Re: [GROW] WGLC: draft-ietf-grow-ops-reqs-for-bgp-error-handling-04

Shane Amante Wed, 11 Jul 2012 09:51:47 -0700

Hi Rob,

On Jul 10, 2012, at 10:27 AM, Rob Shakir wrote:
> Hi Shane,
> 
> Thanks very much for the detailed review of this document, and apologies it 
> has taken a short while for me to reply.


No problem, on both counts.  See below.


> On 25 Jun 2012, at 22:15, Shane Amante wrote:
> 
>> I've read this draft and support it being published as an Informational RFC.
>> 
>> I do have some comments, which are not blocking, but that I do hope improve 
>> the clarity & readability of the draft.
>> 
>> 1)  In Section 1.1, the following paragraph hints at the problems with 
>> current network architectures, but doesn't really come out and say what they 
>> are more directly.
>> ---snip---
>> Traditional network architectures would deploy an Interior Gateway
>> Protocol (IGP) to carry infrastructure and customer prefixes, with an
>> Exterior Gateway Protocol (EGP) such as BGP being utilised to
>> propagate these prefixes to other Autonomous Systems.  [...]
>> ---snip---
>> IMO, it would be better if the following section more directly said that 
>> scale, in terms of the sheer amount of routing information in BGP, has 
>> increased substantially, particularly in places like the core of a Route 
>> Reflection hierarchy with order _several_ million paths, and rising.  I wish 
>> I could point you at a link to a talk Danny & I gave to GROW and/or IDR at 
>> IETF 71 (?), but unfortunately I can't find a copy of the slides on the 
>> IETF's Web site.  You can see that it's in the GROW WG Agenda at IETF 71, 
>> but the slides link to a different presentation: 
>> <http://tools.ietf.org/wg/grow/agenda?item=agenda71.html>
>> 
>> Anyway, IMO, this is (from my vantage point) the single factor that makes 
>> outages not only much more visible, but /also/ (just as importantly) take 
>> longer to recover from ... (at the end of the day, CPU is finite, there are 
>> no "easy" answers wrt using multi-core processors to speed-up convergence of 
>> single AFI's, DRAM speeds are not keeping pace, etc.)  This may be useful to 
>> mention here to "set the stage", as it were, since throughout the draft 
>> there's a continuous (and, good) dialogue of not making convergence times 
>> worse or CPU load increase as a result of incorporating better recovery 
>> capabilities.  IOW, another benefit you don't really mention anywhere, but 
>> probably should, is that /theoretically/ some of these mechanisms may help 
>> further promote scalability of BGP.  Obviously, we won't know that until we 
>> are evaluating solutions and researchers have time to study them, etc.

• • • • •

_Directive A_: In the BGP draft review message, what kind of RFC does Shane say he supports the draft being published as?
_Directive B_: Write what comes next in the BGP draft review message, starting after its last sentence.
The listing that comes next has no connection to the BGP draft review message.

_Items listed in a dataset_:
• • • • •

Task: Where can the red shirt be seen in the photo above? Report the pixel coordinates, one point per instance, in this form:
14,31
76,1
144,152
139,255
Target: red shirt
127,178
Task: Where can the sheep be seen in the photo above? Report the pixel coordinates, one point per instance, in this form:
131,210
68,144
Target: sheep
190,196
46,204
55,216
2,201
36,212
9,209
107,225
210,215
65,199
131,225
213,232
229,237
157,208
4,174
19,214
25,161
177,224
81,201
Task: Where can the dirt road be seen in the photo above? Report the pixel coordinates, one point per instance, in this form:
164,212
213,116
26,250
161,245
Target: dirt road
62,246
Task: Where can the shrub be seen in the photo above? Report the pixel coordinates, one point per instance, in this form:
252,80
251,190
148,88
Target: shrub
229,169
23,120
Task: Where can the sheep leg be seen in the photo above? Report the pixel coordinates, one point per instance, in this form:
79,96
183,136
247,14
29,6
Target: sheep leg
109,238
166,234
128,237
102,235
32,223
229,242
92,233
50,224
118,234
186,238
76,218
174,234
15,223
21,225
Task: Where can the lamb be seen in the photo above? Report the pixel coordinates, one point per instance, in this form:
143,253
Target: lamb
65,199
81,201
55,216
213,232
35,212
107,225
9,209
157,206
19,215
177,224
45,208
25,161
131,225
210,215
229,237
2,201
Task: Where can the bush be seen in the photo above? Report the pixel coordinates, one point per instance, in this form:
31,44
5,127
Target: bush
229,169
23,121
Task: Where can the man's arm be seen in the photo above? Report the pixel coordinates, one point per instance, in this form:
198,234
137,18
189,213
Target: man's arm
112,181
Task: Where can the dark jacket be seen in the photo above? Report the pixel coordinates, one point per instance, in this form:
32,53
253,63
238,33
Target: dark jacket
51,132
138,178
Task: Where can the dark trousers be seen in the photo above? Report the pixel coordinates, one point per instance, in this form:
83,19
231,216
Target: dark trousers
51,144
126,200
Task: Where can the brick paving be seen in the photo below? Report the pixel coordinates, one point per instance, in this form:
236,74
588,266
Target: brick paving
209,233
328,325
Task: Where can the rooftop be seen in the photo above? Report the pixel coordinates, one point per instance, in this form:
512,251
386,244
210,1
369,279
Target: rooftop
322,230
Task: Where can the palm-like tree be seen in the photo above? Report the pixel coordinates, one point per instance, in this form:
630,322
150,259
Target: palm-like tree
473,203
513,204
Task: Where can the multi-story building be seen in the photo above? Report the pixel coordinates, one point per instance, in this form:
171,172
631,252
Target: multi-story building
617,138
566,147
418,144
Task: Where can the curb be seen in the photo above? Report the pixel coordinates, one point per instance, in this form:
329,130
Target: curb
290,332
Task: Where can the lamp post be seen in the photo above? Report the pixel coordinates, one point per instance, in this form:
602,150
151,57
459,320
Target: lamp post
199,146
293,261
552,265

• • • • •

_Expected answer A_: An Informational RFC.

_Expected answer B_:
> 
> [rjs]: I tried to add something to cover this that fits in with Section 1.1:
> 
>                        <t>
>                            The combination of the increased number of 
> deployments of BGP-4 as an intra-AS routing protocol, its use for the 
> propagation of additional types of routing and service information, and the 
> growth of IP services has resulted in a substantial increase in the volume of 
> information carried within BGP-4. In numerous networks, RIB sizes of the 
> order of millions of entries exist, with particular high-scale points 
> existing at BGP speakers performing aggregation or functionality designed 
> improve utilisation of network resources (e.g., route reflector hierarchies). 
> Whilst clearly an increase in the amount routing information carried in BGP 
> results in greater impact to services during failures, it is also critical to 
> their recovery time. The increased time to compute new paths following a 
> failures and subsequently re-learn them following recoveries results in 
> greater impact of failures within the protocol, and hence adds further weight 
> to the requirement to 
 avoid failures affecting all routing, or service, information carried via a 
particular adjacency. Whilst an argument could be made the convergence time of 
BGP-4 can be reduced through additional computational resource being deployed, 
it is notable that significant challenges continue to exist for operators of 
scaling BGP-4, and hence mechanisms which improve the scalability of the 
protocol are of particular note.
>                        </t>


The above looks good, but I've made some minor modifications.  See below.
---snip---
The combination of the increased number of deployments of BGP-4 as an intra-AS 
routing protocol, its use for the propagation of additional types of routing 
and service information, and the growth of IP services has resulted in a 
substantial increase in the volume of information carried within BGP-4. In 
numerous networks, RIB sizes of the order of millions of entries exist within 
individual BGP speakers, with particularly high-scale points exhibited at BGP 
speakers performing aggregation or functionality designed improve utilisation 
of network resources (e.g., route reflector hierarchies). Whilst clearly an 
increase in the amount routing information carried in BGP results in greater 
impact to services during failures, which is only amplified by a corresponding 
increase in recovery times. Following a failure, there is a substantial 
recovery time to learn, compute and distribute new paths, which results in a 
greater observed impact to services affected, and hence adds further we
 ight to the requirement to avoid failures altogether or, at least, mitigate 
their impact to the narrowest scope possible, (e.g.: a specific NLRI). Whilst 
an argument could be made that convergence time of BGP-4 could potentially be 
reduced through deployment of additional computational resource, it is notable 
that solution is not necessarily straightforward from an implementation or 
deployment point-of-view, (e.g.: scaling computation resources within a single 
address-family is difficult).  Thus, significant challenges continue to exist 
for operators when scaling BGP-4 deployments, and hence mechanisms which 
improve the scalability of BGP-4 are very important.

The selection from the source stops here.